Labeled-object pointing entries

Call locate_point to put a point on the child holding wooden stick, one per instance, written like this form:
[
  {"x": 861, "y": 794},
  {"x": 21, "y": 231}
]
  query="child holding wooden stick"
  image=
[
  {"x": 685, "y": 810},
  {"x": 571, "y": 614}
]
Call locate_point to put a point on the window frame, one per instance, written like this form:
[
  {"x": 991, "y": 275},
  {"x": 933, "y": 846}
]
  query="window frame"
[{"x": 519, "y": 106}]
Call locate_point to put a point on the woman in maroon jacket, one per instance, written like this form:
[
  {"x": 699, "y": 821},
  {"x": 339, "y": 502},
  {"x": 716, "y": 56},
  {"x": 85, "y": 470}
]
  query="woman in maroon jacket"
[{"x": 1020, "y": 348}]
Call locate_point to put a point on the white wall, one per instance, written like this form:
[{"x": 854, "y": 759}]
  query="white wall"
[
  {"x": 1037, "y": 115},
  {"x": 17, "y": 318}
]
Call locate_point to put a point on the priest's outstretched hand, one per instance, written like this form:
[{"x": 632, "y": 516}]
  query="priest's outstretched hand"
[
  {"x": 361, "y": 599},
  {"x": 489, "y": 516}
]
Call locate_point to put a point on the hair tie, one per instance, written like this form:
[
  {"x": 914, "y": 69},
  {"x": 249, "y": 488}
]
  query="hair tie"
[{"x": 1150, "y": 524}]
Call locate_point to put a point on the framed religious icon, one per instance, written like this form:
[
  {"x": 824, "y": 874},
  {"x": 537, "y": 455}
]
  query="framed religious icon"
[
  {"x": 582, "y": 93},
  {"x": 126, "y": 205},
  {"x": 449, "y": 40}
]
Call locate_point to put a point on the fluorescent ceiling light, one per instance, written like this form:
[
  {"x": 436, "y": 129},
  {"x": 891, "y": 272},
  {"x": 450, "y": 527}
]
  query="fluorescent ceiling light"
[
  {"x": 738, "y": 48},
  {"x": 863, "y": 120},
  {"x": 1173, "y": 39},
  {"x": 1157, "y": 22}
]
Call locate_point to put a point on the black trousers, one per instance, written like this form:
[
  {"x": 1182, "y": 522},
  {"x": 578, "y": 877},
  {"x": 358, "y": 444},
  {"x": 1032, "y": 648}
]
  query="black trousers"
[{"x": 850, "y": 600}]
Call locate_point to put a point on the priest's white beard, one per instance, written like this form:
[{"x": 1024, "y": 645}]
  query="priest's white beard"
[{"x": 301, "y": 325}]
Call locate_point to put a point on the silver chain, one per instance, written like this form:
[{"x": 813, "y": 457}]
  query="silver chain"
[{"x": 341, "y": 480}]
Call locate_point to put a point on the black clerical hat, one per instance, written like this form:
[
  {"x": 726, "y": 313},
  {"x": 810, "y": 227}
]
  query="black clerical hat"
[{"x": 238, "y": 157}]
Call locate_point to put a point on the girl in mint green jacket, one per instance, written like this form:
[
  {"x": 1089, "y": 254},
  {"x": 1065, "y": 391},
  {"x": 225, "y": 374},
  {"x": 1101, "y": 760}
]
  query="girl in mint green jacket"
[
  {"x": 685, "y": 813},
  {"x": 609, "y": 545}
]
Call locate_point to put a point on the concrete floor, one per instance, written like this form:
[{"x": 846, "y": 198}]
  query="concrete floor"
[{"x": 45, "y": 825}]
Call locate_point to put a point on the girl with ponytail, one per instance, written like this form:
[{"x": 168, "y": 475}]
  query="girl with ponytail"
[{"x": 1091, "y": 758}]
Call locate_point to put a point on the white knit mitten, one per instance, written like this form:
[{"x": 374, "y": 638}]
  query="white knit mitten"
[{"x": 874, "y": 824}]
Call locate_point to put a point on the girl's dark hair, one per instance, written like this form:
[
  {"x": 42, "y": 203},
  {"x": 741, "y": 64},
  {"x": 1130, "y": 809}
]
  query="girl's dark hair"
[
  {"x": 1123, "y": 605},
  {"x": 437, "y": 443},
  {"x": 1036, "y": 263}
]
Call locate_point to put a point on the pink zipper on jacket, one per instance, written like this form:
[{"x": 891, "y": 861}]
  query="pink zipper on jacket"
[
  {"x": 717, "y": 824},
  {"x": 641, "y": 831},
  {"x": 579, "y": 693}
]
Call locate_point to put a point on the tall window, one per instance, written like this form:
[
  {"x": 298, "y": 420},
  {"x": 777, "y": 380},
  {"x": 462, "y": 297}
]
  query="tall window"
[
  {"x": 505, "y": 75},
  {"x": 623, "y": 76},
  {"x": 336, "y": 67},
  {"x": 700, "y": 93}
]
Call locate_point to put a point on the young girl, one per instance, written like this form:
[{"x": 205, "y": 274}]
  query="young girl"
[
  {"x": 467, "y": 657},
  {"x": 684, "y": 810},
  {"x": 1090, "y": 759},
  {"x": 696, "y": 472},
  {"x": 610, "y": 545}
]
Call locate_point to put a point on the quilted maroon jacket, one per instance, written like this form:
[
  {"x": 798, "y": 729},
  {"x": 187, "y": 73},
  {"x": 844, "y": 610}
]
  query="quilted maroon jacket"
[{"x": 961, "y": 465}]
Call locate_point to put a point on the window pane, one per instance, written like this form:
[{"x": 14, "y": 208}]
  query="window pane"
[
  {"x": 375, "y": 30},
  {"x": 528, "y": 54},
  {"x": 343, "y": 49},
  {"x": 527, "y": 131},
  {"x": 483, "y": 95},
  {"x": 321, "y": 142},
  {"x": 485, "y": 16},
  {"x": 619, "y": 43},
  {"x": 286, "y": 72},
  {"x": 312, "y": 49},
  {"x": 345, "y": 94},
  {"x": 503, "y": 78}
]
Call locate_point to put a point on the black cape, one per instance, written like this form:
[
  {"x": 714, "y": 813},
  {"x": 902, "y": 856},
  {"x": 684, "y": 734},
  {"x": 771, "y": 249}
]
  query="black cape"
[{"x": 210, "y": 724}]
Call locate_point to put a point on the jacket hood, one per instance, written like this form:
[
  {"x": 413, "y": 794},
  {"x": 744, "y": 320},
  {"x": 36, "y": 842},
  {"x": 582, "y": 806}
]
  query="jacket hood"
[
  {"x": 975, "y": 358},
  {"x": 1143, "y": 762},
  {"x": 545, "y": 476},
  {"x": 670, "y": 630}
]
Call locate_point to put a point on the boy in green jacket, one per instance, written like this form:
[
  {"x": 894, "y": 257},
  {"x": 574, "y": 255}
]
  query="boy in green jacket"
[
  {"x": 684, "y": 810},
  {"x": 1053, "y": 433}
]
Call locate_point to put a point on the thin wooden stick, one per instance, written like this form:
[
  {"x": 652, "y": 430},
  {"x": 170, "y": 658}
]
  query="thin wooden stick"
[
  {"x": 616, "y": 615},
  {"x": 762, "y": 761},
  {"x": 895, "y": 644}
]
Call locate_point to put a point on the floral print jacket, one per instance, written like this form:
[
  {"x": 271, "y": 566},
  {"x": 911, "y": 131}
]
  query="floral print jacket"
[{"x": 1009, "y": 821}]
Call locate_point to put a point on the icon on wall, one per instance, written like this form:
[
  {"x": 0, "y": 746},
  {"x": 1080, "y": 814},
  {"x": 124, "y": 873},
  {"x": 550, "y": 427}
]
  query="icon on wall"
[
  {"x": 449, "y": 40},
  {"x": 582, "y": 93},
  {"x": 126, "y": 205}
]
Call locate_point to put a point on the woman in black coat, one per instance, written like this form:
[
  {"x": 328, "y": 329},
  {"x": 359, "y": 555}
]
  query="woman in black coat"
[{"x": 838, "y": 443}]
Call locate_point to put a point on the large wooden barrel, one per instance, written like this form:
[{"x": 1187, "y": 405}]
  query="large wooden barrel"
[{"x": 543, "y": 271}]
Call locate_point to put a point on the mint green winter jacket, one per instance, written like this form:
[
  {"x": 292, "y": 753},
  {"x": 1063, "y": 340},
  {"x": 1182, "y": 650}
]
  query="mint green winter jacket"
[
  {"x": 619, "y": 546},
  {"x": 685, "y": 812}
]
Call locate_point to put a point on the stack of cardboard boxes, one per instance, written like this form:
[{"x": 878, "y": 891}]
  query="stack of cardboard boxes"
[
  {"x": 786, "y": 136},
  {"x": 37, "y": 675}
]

**Exercise brief**. Change "wooden barrel" to "oak barrel" in the data from the line containing "Call locate_point to put a point on the large" through the end of the data. Give back those lines with everything else left as it is.

**Correct output**.
Call locate_point to put a point on the large oak barrel, one per instance, written like this form:
[{"x": 1187, "y": 405}]
  query="large oak barrel"
[{"x": 543, "y": 271}]
Call locate_point to put a point on the mint green winter jacket, one per instance, written like this form:
[
  {"x": 292, "y": 753},
  {"x": 1063, "y": 340},
  {"x": 1182, "y": 650}
]
  query="mint green winter jacket"
[
  {"x": 619, "y": 546},
  {"x": 685, "y": 812}
]
Call locate_point to put a point on the stack of cardboard boxes, one per instance, written like this form:
[{"x": 878, "y": 891}]
  query="stack of cardboard boxes"
[
  {"x": 786, "y": 136},
  {"x": 37, "y": 675}
]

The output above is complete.